» **EXTRAIT DU DOCUMENT**
Nous terminons aujourd’hui la
lecture de la lettre aux Philippiens et, je l’avoue, une lecture trop rapide de
ce passage peut surprendre. En effet, qui connaît un peu la pensée et l’agir de
Paul, sait qu’il n’a jamais compté sur l’aide d’autrui. Il a toujours mis un
point d’honneur à gagner sa nourriture par son travail. Aurait-il eu une attitude
différente vis-à-vis des Philippiens ?
Lorsqu’il écrit aux Philippiens,
Paul est en prison, à cause de sa foi. Il a connu des moments difficiles, des
moments de grand dénuement. Les Philippiens l’ont aidé matériellement, par deux
fois. C’est pourquoi, à la fin de sa lettre, il les remercie. Il n’a pas
renoncé à ses convictions (travailler pour gagner sa nourriture) ; il se
trouvait juste dans une situation qui ne lui permettait pas de vivre comme il
le voudrait, comme il l’a toujours enseigné. Ce qui est intéressant, c’est la
manière dont Paul les remercie. Il ne refuse pas le don qui lui est fait, mais
rappelle qu’il est d’importance toute relative. Je sais vivre de peu, je sais aussi avoir tout ce qu’il me faut. Il
n’a pas besoin de grand-chose. En fait, une seule chose lui suffit pour vivre
et être heureux : il l’a écrit quelques lignes plus haut : pour moi, vivre, c’est le Christ ! S’il a accepté ce don, c’est pour ce qu’il
signifie spirituellement.
Si vous lisez chez vous la
totalité de la lettre aux Philippiens, (ce que je vous recommande ; en
plus elle est très courte), vous découvrirez que Paul accepte ce don parce
qu’il représente la participation active des Philippiens à son ministère
d’évangélisation. S’il accepte ces dons, c’est parce qu’il voit d’abord dans ce
geste le bénéfice pour les Philippiens. En s’intéressant ainsi à la vie de
Paul, ils manifestent qu’ils ne sont pas fermés sur eux-mêmes, mais capables de
charité élémentaire. Les dons qu’ils ont faits démontrent à Paul que les
Philippiens ont bien accueilli le Christ au cœur de leur vie puisqu’ils sont
capables de partage. La vie nouvelle en Christ reçue au moment de leur baptême
se déploie ainsi dans leur quotidien. Chez Paul, les œuvres ne précèdent pas la
foi, elles en sont l’expression. Paul ne remercie donc pas tant pour les dons, que
pour la foi des Philippiens, foi vivante, foi agissante envers ceux qui sont
dans le besoin.
Se situant sur le terrain de la
foi, Paul remet ainsi le Christ au cœur de son enseignement. Je peux tout en celui qui me donne la force.

» **JEU DE DONNÉES**
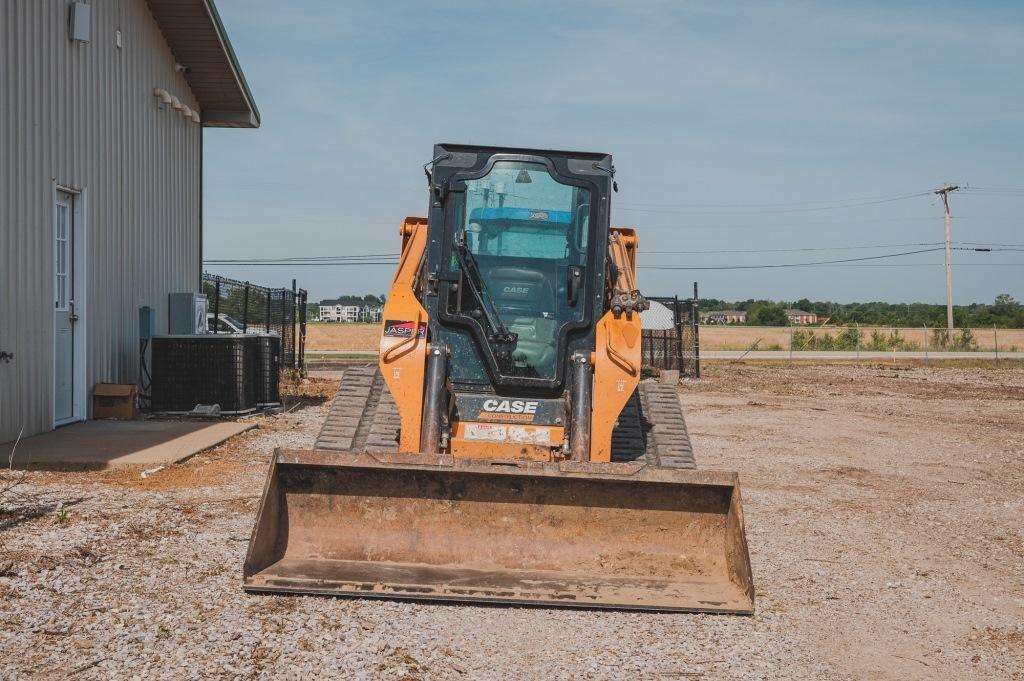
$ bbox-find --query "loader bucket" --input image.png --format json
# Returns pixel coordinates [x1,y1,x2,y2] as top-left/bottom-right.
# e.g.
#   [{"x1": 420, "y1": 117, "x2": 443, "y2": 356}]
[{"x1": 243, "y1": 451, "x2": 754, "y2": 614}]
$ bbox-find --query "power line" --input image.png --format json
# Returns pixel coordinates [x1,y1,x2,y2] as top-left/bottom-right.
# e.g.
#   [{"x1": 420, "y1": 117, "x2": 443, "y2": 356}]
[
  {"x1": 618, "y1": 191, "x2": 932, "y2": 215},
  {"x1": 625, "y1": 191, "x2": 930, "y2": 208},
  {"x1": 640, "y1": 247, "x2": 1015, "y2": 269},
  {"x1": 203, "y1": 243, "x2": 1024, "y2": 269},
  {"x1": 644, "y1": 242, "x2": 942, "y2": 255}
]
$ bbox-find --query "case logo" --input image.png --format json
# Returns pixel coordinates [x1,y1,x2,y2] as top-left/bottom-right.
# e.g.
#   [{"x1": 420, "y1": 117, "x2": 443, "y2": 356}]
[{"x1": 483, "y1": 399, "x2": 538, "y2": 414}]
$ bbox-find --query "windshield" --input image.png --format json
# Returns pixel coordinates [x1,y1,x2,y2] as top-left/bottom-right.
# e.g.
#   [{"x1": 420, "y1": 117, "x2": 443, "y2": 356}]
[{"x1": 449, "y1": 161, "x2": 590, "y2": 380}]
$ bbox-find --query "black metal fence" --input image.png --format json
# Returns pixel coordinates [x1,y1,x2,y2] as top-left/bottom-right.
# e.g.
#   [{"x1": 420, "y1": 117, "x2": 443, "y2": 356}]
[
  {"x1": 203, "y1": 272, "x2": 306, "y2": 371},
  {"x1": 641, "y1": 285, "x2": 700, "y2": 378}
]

...

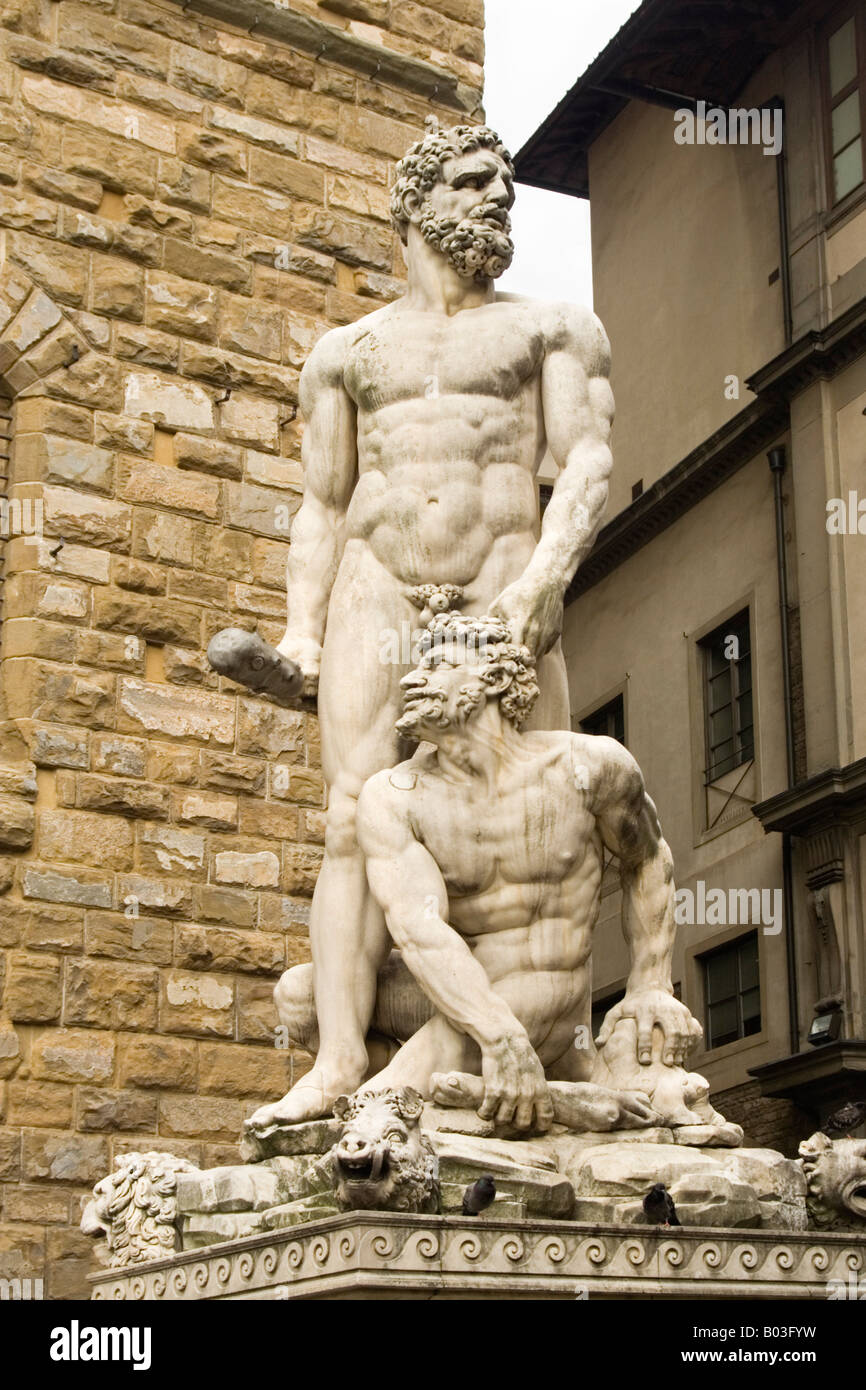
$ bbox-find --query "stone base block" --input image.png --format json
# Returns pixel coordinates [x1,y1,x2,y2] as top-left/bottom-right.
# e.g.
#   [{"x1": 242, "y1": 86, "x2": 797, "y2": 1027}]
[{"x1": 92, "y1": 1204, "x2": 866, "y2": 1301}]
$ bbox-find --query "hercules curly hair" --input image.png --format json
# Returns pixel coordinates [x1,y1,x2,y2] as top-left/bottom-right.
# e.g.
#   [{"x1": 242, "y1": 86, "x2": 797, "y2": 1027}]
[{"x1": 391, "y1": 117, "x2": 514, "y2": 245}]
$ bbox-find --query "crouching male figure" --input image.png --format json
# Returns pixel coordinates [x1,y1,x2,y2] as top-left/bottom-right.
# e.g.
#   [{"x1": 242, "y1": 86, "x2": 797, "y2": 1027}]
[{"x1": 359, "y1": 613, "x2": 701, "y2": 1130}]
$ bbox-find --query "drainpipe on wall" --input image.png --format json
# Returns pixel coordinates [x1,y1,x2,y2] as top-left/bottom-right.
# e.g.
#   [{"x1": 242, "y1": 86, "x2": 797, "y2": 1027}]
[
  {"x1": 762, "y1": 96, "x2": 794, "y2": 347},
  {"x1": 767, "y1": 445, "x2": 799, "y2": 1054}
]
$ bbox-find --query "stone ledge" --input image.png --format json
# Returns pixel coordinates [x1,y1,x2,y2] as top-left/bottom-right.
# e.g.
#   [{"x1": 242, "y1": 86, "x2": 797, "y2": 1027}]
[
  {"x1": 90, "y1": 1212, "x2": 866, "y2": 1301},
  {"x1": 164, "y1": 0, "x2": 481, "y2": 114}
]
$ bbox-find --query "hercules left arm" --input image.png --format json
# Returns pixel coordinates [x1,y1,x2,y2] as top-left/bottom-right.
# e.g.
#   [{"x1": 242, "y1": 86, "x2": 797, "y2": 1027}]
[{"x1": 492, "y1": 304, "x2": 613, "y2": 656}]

...

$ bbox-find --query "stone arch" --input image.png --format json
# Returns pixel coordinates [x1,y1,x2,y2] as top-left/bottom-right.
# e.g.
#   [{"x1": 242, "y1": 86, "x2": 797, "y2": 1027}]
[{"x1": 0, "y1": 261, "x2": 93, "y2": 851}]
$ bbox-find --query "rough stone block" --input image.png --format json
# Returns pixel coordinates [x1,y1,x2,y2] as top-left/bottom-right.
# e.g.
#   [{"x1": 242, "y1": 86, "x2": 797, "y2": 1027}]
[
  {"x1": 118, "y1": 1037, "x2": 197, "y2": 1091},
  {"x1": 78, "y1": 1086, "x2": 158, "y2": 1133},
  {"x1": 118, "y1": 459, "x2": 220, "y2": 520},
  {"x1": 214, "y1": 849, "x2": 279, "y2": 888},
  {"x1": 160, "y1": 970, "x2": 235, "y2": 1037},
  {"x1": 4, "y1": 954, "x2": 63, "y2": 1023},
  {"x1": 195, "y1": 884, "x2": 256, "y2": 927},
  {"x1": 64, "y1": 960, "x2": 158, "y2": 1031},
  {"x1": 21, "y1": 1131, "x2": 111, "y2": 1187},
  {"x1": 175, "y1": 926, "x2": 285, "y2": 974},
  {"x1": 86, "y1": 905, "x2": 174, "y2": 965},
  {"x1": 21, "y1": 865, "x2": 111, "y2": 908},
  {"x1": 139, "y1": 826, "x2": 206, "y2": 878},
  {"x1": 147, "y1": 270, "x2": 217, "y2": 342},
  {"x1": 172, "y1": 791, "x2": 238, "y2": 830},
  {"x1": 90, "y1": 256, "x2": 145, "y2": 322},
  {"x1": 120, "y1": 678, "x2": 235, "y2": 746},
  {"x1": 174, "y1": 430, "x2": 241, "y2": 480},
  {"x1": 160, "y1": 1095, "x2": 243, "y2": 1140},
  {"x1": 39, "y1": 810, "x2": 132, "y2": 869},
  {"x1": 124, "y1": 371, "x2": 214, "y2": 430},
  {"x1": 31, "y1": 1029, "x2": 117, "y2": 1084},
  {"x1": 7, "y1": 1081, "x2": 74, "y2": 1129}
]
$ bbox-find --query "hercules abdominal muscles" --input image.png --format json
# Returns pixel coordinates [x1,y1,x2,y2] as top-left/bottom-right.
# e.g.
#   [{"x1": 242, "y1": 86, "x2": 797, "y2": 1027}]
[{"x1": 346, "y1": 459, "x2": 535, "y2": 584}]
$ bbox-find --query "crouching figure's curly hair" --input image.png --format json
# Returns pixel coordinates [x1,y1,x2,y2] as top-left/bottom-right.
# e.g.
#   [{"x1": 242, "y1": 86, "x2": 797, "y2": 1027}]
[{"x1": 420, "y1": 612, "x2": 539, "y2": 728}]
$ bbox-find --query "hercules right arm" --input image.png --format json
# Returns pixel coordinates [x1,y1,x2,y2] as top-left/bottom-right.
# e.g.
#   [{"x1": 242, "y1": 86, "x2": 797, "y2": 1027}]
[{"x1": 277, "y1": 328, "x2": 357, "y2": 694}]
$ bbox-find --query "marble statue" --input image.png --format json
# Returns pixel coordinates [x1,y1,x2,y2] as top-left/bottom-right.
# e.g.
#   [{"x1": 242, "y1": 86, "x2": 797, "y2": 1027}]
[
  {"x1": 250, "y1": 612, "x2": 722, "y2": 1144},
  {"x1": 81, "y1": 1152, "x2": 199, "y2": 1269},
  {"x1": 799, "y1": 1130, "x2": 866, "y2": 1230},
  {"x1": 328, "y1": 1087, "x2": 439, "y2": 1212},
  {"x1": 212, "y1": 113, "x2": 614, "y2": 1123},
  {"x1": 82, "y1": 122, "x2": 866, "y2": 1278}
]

» **EXERCICE 1**
Citez le texte sur la lettre aux Philippiens en commençant aux mots « Nous terminons aujourd’hui » et en vous arrêtant après les mots « des Philippiens ? ».
» **EXERCICE 2**
D'après le texte sur la lettre aux Philippiens, combien de fois les Philippiens ont-ils aidé Paul matériellement ?
» **EXERCICE 3**
Écrivez la suite du texte sur la lettre aux Philippiens, en reprenant après sa dernière phrase.

» **RÉPONSE RÉDIGÉE 1**
Nous terminons aujourd’hui la
lecture de la lettre aux Philippiens et, je l’avoue, une lecture trop rapide de
ce passage peut surprendre. En effet, qui connaît un peu la pensée et l’agir de
Paul, sait qu’il n’a jamais compté sur l’aide d’autrui. Il a toujours mis un
point d’honneur à gagner sa nourriture par son travail. Aurait-il eu une attitude
différente vis-à-vis des Philippiens ?

» **RÉPONSE RÉDIGÉE 2**
Ils l'ont aidé matériellement à deux reprises.

» **RÉPONSE RÉDIGÉE 3**
Il rappelle que l’unique nécessaire, c’est le Christ, qui vient toujours en
aide à celui qui se confie à lui, à celui qui croit en lui. Avec l’aide du
Christ, aucune épreuve ne saurait être trop difficile. Avec l’aide du Christ,
rien ne saurait séparer Paul de l’amour de Dieu. Les Philippiens l’ayant aidé
matériellement, il va les remercier en les aidant spirituellement. Il les
confie à la grâce de Dieu : mon Dieu
subviendra magnifiquement à tous vos besoins selon sa richesse dans le Christ
Jésus. Il ne peut rien faire d’autre que cela, mais cela est tout pour
Paul. Puisque le Christ est tout pour lui, puisque le Christ est sa vie même,
il donne le Christ comme gardien aux Philippiens. Paul nous enseigne ainsi que
donner, c’est surtout recevoir. En faisant un don à Paul, ils reçoivent un
accroissement de la foi, une proximité plus grande avec l’Apôtre, une proximité
plus grande avec le cœur même de Dieu. C’est pour cela que l’Apôtre rend grâce
à Dieu.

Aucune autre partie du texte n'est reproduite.